Rows from a dataset:

▼▼▼

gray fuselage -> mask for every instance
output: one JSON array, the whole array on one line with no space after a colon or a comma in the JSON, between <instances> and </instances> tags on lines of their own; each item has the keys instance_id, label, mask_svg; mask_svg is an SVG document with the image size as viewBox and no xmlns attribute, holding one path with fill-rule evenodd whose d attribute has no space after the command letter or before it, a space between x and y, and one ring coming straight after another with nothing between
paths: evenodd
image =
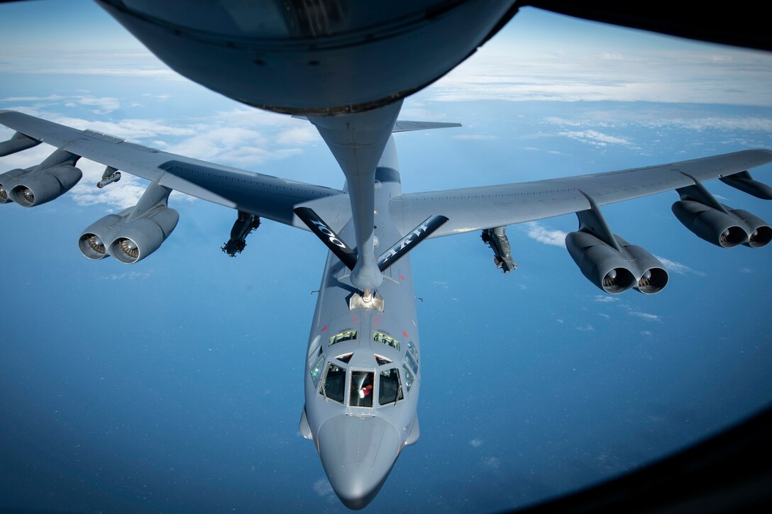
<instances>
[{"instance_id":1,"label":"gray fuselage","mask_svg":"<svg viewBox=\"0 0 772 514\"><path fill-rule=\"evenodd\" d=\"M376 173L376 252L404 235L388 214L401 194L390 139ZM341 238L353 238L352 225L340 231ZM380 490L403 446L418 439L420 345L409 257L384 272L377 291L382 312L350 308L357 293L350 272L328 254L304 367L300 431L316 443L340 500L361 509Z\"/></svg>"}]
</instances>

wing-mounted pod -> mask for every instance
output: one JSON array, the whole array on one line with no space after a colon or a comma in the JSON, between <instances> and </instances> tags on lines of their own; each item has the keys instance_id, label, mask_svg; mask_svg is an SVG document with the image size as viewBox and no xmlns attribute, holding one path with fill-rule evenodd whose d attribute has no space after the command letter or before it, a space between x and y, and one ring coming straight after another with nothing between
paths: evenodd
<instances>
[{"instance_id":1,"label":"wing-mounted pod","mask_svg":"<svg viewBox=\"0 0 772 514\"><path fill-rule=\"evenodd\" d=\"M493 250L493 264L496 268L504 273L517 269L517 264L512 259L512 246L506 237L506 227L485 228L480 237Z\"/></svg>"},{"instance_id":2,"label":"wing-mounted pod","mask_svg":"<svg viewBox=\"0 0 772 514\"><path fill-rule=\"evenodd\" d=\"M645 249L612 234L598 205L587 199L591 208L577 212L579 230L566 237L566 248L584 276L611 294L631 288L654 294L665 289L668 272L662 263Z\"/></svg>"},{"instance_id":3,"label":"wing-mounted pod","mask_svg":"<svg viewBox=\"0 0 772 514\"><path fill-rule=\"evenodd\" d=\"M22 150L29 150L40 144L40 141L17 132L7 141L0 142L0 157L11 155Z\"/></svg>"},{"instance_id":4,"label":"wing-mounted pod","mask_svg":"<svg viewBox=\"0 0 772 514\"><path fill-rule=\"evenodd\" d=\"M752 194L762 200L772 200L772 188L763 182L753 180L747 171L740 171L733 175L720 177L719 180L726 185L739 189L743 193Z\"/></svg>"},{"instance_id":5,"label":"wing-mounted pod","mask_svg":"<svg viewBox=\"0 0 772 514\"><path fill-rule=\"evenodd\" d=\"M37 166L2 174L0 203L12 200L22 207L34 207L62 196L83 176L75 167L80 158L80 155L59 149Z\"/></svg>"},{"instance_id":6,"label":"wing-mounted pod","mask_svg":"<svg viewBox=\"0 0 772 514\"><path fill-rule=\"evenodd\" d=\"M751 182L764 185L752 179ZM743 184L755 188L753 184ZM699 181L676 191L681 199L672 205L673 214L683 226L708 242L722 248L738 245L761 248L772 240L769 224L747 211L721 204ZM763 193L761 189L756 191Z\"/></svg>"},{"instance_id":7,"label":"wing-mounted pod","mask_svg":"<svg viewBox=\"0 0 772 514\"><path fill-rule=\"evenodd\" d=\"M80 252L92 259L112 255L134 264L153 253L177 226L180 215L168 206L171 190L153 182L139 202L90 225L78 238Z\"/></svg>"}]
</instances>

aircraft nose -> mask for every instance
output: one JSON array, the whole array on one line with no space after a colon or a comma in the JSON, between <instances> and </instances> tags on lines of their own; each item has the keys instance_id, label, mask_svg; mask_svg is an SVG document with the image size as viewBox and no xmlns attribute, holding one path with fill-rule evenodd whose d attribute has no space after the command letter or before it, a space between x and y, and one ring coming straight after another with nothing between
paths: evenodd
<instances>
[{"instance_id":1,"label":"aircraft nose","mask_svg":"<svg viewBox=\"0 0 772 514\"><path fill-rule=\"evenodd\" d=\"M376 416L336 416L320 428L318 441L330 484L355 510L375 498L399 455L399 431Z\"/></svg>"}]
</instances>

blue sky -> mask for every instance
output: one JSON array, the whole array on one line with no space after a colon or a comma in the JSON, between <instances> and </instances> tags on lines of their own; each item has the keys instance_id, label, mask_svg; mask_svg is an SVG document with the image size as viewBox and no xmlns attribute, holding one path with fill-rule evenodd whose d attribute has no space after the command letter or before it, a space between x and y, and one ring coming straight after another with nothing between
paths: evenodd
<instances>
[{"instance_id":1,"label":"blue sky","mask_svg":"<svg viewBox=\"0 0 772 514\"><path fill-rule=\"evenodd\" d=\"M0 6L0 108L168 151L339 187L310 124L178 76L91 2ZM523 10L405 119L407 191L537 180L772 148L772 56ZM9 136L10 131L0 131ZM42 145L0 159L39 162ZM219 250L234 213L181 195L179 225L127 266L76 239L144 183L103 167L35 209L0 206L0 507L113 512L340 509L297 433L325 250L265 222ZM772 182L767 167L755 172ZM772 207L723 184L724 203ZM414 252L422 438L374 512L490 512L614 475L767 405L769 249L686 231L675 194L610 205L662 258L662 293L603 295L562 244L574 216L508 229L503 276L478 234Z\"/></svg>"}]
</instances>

▲▲▲

Request:
Transcribe all of the material exactly, leaving out whatever pictures it contains.

Written reply:
gray fuselage -> mask for every instance
output: one JSON array, the whole array on one line with no space after a colon or a comma in the JSON, between <instances> and </instances> tags on lines of their own; each item has the keys instance_id, label, mask_svg; mask_svg is an SVG document with the image size as viewBox and no xmlns attribute, holding one path with fill-rule evenodd whose d attribute has no space after the command letter or before it, a space between x and y, and one ring coming straight after another with nothing between
paths: evenodd
image =
<instances>
[{"instance_id":1,"label":"gray fuselage","mask_svg":"<svg viewBox=\"0 0 772 514\"><path fill-rule=\"evenodd\" d=\"M376 173L376 252L404 235L388 214L401 194L390 139ZM341 238L353 238L352 225L340 231ZM380 490L403 446L418 439L420 345L409 257L384 272L377 291L382 312L350 308L357 293L350 272L328 254L304 367L300 431L316 443L340 500L361 509Z\"/></svg>"}]
</instances>

wing-mounted pod -> mask for every instance
output: one JSON array, the whole array on one line with no space after a colon or a comma in the JSON, between <instances> and </instances> tags on lines of their own; each item has the keys instance_id, label, mask_svg; mask_svg is an SVG document with the image size as viewBox and no xmlns attribute, holding one path with fill-rule evenodd whose d attribute has no space after the command letter or before it, a space between x and y, and one ring coming straight after another with nothing between
paths: evenodd
<instances>
[{"instance_id":1,"label":"wing-mounted pod","mask_svg":"<svg viewBox=\"0 0 772 514\"><path fill-rule=\"evenodd\" d=\"M493 250L493 264L496 268L504 273L517 269L517 264L512 259L512 246L506 237L506 227L485 228L480 237Z\"/></svg>"},{"instance_id":2,"label":"wing-mounted pod","mask_svg":"<svg viewBox=\"0 0 772 514\"><path fill-rule=\"evenodd\" d=\"M645 249L612 234L598 205L587 199L591 208L577 212L579 230L566 237L566 248L584 276L611 294L631 288L654 294L665 289L668 272L662 263Z\"/></svg>"},{"instance_id":3,"label":"wing-mounted pod","mask_svg":"<svg viewBox=\"0 0 772 514\"><path fill-rule=\"evenodd\" d=\"M22 150L29 150L40 144L40 141L17 132L7 141L0 142L0 157L11 155Z\"/></svg>"},{"instance_id":4,"label":"wing-mounted pod","mask_svg":"<svg viewBox=\"0 0 772 514\"><path fill-rule=\"evenodd\" d=\"M752 194L762 200L772 200L772 188L763 182L753 180L747 171L740 171L733 175L720 177L719 180L726 185L739 189L743 193Z\"/></svg>"},{"instance_id":5,"label":"wing-mounted pod","mask_svg":"<svg viewBox=\"0 0 772 514\"><path fill-rule=\"evenodd\" d=\"M37 166L2 174L0 203L12 200L22 207L34 207L62 196L83 176L75 167L80 158L80 155L59 149Z\"/></svg>"},{"instance_id":6,"label":"wing-mounted pod","mask_svg":"<svg viewBox=\"0 0 772 514\"><path fill-rule=\"evenodd\" d=\"M751 182L764 185L752 179ZM743 184L755 188L753 184ZM699 181L676 191L681 199L672 205L673 214L683 226L708 242L722 248L738 245L761 248L772 240L769 224L747 211L721 204ZM763 193L761 189L756 191Z\"/></svg>"},{"instance_id":7,"label":"wing-mounted pod","mask_svg":"<svg viewBox=\"0 0 772 514\"><path fill-rule=\"evenodd\" d=\"M80 252L92 259L112 255L134 264L153 253L177 226L180 215L168 206L171 190L153 182L139 202L90 225L78 238Z\"/></svg>"}]
</instances>

aircraft nose -> mask for every instance
output: one JSON array, the whole array on one line with no space after a colon or a comma in the JSON, between <instances> and </instances> tags on lines of their own; each item has the keys instance_id, label, mask_svg; mask_svg is an SVG document with the image size as viewBox and no xmlns attribute, holding one path with fill-rule evenodd whose d attribute has no space after the command letter or before it, a space between x and y, and one ring coming straight after another with nothing between
paths: evenodd
<instances>
[{"instance_id":1,"label":"aircraft nose","mask_svg":"<svg viewBox=\"0 0 772 514\"><path fill-rule=\"evenodd\" d=\"M376 416L336 416L320 428L318 441L330 484L355 510L375 498L399 455L399 431Z\"/></svg>"}]
</instances>

blue sky -> mask for every instance
output: one JSON array, the whole array on one line with no space after a colon or a comma in the JSON, between <instances> and </instances> tags on lines of their own; each item has the keys instance_id, label, mask_svg; mask_svg is an SVG document with the image size as viewBox and no xmlns attribute, holding one path with fill-rule evenodd whose d attribute has no space after the command letter or before it, a space between x and y, and one ring coming straight after another with nothing between
paths: evenodd
<instances>
[{"instance_id":1,"label":"blue sky","mask_svg":"<svg viewBox=\"0 0 772 514\"><path fill-rule=\"evenodd\" d=\"M0 6L0 108L168 151L339 187L310 124L178 76L91 2ZM523 10L405 119L407 191L537 180L772 148L772 56ZM9 136L10 131L0 131ZM42 145L0 159L39 162ZM219 250L234 213L181 195L179 225L127 266L76 239L144 183L103 167L35 209L0 206L0 507L113 512L340 509L297 433L325 250L265 222ZM772 182L767 167L755 172ZM772 207L723 184L724 203ZM414 252L422 438L374 512L490 512L614 475L767 405L769 249L686 231L675 194L610 205L662 258L662 293L603 295L562 244L574 216L508 229L503 276L478 234Z\"/></svg>"}]
</instances>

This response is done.